● **What is needed**
Nothing may be dropped or altered: reproduce all the data.

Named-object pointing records

--------------------

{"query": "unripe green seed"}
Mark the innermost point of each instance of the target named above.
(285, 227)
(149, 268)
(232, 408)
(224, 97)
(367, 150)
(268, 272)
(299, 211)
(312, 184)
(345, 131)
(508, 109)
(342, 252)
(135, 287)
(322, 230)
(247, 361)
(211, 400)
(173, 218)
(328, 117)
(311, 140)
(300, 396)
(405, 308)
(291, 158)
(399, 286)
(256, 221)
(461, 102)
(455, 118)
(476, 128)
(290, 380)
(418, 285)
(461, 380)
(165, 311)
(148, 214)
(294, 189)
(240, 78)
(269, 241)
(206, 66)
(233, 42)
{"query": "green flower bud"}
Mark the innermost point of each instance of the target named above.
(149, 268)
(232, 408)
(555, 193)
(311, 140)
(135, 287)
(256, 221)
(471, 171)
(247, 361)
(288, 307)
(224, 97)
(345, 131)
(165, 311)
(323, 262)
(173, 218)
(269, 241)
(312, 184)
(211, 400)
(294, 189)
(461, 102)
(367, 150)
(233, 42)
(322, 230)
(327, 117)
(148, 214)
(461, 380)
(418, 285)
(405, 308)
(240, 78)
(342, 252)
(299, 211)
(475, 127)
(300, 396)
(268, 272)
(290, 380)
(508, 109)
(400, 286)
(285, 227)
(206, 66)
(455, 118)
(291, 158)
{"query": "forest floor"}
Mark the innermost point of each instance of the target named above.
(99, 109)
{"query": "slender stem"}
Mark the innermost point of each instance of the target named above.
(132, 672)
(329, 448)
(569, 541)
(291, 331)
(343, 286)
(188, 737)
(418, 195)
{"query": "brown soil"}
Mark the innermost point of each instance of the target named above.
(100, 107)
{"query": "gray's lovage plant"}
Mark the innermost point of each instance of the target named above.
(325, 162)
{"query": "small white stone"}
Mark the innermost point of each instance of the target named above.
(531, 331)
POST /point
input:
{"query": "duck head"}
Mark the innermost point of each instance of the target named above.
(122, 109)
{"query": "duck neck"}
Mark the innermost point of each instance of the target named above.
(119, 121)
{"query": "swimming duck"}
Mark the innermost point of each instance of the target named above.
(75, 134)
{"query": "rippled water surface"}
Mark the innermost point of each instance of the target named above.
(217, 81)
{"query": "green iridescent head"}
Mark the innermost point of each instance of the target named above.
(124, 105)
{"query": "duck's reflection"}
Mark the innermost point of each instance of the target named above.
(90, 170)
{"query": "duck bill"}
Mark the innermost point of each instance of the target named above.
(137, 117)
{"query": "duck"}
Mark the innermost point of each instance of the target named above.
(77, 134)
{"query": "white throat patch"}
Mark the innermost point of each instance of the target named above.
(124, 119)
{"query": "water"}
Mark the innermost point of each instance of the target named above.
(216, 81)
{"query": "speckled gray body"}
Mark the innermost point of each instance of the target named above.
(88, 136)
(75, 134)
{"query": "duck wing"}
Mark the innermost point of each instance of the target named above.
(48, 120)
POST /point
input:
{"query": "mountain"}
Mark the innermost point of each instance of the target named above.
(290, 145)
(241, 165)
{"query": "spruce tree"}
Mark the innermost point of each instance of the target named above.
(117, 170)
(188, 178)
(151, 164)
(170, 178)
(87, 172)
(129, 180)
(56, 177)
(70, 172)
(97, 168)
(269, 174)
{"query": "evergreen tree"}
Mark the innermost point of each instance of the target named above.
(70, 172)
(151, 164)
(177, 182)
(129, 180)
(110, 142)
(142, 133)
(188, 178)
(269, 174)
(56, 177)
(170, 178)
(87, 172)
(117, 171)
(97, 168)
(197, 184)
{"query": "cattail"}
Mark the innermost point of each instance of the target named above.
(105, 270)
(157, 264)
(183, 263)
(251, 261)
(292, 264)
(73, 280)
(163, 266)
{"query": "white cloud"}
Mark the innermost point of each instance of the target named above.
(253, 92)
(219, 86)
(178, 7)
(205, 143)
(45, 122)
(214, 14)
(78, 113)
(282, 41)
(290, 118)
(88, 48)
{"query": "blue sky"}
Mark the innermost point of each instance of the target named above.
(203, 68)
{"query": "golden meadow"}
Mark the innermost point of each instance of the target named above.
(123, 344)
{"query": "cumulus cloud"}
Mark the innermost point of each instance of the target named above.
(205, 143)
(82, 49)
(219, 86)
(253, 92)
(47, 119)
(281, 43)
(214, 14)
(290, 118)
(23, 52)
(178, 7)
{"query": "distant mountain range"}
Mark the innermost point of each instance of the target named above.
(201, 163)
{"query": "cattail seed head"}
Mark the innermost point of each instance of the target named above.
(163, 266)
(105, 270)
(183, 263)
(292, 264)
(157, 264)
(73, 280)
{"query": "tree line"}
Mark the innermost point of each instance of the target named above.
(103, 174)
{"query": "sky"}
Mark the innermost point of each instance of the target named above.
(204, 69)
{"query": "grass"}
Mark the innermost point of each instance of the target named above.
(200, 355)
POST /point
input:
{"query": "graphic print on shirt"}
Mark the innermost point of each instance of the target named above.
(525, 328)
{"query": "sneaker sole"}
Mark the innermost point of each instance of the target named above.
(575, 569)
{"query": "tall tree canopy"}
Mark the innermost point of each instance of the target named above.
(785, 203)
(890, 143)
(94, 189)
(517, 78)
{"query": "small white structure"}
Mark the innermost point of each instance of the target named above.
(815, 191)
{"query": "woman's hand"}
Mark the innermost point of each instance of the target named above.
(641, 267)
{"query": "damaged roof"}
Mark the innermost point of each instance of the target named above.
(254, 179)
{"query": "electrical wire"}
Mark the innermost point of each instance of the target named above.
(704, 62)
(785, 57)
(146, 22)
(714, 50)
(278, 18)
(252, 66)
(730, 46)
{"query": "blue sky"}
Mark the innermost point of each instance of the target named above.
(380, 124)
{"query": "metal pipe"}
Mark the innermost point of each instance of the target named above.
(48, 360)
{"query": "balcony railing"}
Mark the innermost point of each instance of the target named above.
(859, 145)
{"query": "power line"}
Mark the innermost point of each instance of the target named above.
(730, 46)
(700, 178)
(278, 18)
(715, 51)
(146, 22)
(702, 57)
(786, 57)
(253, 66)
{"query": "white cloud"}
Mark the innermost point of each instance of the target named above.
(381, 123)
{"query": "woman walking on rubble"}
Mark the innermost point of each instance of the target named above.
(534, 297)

--------------------

● **Exercise result**
{"query": "unripe green seed"}
Mark the innermost point of each instance of the target named above.
(285, 227)
(149, 268)
(232, 408)
(224, 97)
(367, 150)
(268, 272)
(299, 211)
(312, 184)
(345, 131)
(508, 109)
(342, 252)
(135, 287)
(322, 230)
(247, 361)
(211, 400)
(173, 218)
(328, 117)
(311, 140)
(300, 396)
(405, 308)
(291, 158)
(399, 286)
(256, 221)
(461, 102)
(455, 118)
(476, 128)
(290, 380)
(418, 285)
(461, 380)
(165, 311)
(148, 214)
(294, 189)
(240, 78)
(269, 241)
(206, 66)
(233, 42)
{"query": "green flower bud"}
Mark the innermost point of each instance of the target named above.
(149, 268)
(232, 408)
(555, 193)
(311, 140)
(135, 287)
(256, 221)
(471, 171)
(247, 361)
(288, 307)
(224, 97)
(345, 131)
(165, 311)
(323, 262)
(173, 218)
(269, 241)
(312, 184)
(211, 400)
(294, 189)
(461, 102)
(367, 150)
(233, 42)
(322, 230)
(327, 117)
(148, 214)
(461, 380)
(418, 285)
(405, 308)
(240, 78)
(342, 252)
(299, 211)
(475, 127)
(300, 396)
(268, 272)
(290, 380)
(508, 109)
(400, 286)
(285, 227)
(206, 66)
(455, 118)
(291, 158)
{"query": "forest floor"}
Mark the innermost point of each instance of the target named above.
(99, 109)
{"query": "slender stem"}
Mark the innermost point of each instance of the target named above.
(132, 672)
(329, 448)
(569, 541)
(291, 331)
(343, 286)
(188, 737)
(418, 195)
{"query": "brown soil"}
Mark the innermost point of each instance of the target named above.
(100, 107)
{"query": "gray's lovage plant"}
Mark the innermost point of each instance of the target named above.
(325, 162)
{"query": "small white stone"}
Mark the innermost point of each instance of the target named above.
(531, 331)
POST /point
input:
{"query": "duck head"}
Mark the innermost point of each instance of the target named above.
(122, 109)
{"query": "duck neck"}
Mark the innermost point of each instance of the target named above.
(119, 121)
{"query": "swimming duck"}
Mark the innermost point of each instance of the target named above.
(75, 134)
{"query": "rippled water surface"}
Mark the innermost point of each instance of the target named above.
(217, 81)
{"query": "green iridescent head"}
Mark the innermost point of each instance of the target named above.
(124, 105)
{"query": "duck's reflection"}
Mark the innermost point of each instance of the target named above.
(90, 170)
{"query": "duck bill"}
Mark the innermost point of each instance of the target named above.
(137, 117)
{"query": "duck"}
Mark the innermost point of each instance of the target named above.
(77, 134)
{"query": "white throat patch"}
Mark the innermost point of each instance of the target named above.
(124, 119)
{"query": "water"}
Mark the innermost point of each instance of the target named above.
(216, 81)
{"query": "speckled gray body"}
Mark the innermost point of each instance of the target named above.
(88, 136)
(75, 134)
{"query": "duck wing"}
Mark the innermost point of each instance of the target named above.
(48, 120)
POST /point
input:
{"query": "mountain"}
Mark the innermost point of each instance of the target named above.
(290, 145)
(241, 165)
{"query": "spruce tree"}
Mark the innermost point of each instance of the target named above.
(117, 170)
(188, 178)
(151, 164)
(170, 178)
(87, 172)
(129, 180)
(56, 177)
(70, 172)
(97, 168)
(269, 174)
{"query": "evergreen tree"}
Mark the innermost point of each instance of the target named above.
(70, 172)
(151, 164)
(177, 182)
(129, 180)
(110, 142)
(142, 133)
(188, 178)
(269, 174)
(56, 177)
(170, 178)
(87, 172)
(117, 171)
(97, 168)
(197, 184)
{"query": "cattail"}
Mark the innermost point of each instance of the target named above.
(105, 270)
(157, 264)
(183, 263)
(251, 261)
(292, 264)
(73, 280)
(163, 266)
{"query": "white cloud"}
Mark the innermost point of each instance of the target named above.
(253, 92)
(219, 86)
(178, 7)
(205, 143)
(45, 122)
(214, 14)
(78, 113)
(282, 41)
(290, 118)
(88, 48)
{"query": "blue sky"}
Mark the innermost point of each instance of the target named above.
(203, 68)
{"query": "golden meadow"}
Mark the innermost point of each instance of the target named above.
(123, 344)
{"query": "cumulus cloud"}
Mark the innermost point of each instance of the target named above.
(205, 143)
(82, 49)
(219, 86)
(253, 92)
(47, 119)
(281, 43)
(214, 14)
(290, 118)
(23, 52)
(178, 7)
{"query": "distant mountain range"}
Mark the innermost point of each instance of the target named above.
(201, 163)
{"query": "cattail seed head"}
Mark the innermost point of each instance of the target named above.
(163, 266)
(105, 270)
(183, 263)
(292, 264)
(157, 264)
(73, 280)
{"query": "tree line"}
Mark the innermost point of each instance of the target named above.
(103, 174)
{"query": "sky"}
Mark the innermost point of each instance of the target named above.
(204, 69)
{"query": "grass"}
Mark the innermost point of each instance of the target named above.
(200, 355)
POST /point
input:
{"query": "graphic print on shirt"}
Mark the innermost point of each instance of the target named above.
(525, 328)
{"query": "sneaker sole"}
Mark the innermost point of each instance of the target named above.
(575, 569)
{"query": "tall tree canopy"}
Mark the innermost point of each instance of the target named above.
(785, 203)
(890, 143)
(94, 189)
(517, 78)
{"query": "small white structure"}
Mark the innermost point of each instance of the target named above.
(815, 191)
{"query": "woman's hand"}
Mark the innermost point of each instance of the target named above.
(641, 267)
{"query": "damaged roof"}
Mark the innermost point of each instance of the target named above.
(254, 179)
{"query": "electrical wire"}
Mark the innermost point of each instance of the target named above.
(704, 62)
(785, 57)
(146, 22)
(714, 50)
(278, 18)
(252, 66)
(730, 46)
{"query": "blue sky"}
Mark the innermost point of each instance of the target named above.
(380, 124)
{"query": "metal pipe"}
Mark the innermost point of each instance of the target named above.
(48, 360)
{"query": "balcony railing"}
Mark the innermost point of each instance of the target named above.
(859, 145)
{"query": "power line"}
Mark the innermost point of each instance of the target named above.
(730, 46)
(700, 178)
(278, 18)
(715, 51)
(146, 22)
(702, 57)
(786, 57)
(253, 66)
{"query": "white cloud"}
Mark the innermost point of each instance of the target named above.
(381, 123)
{"query": "woman walking on rubble"}
Mark the innermost point of each instance of the target named above.
(534, 297)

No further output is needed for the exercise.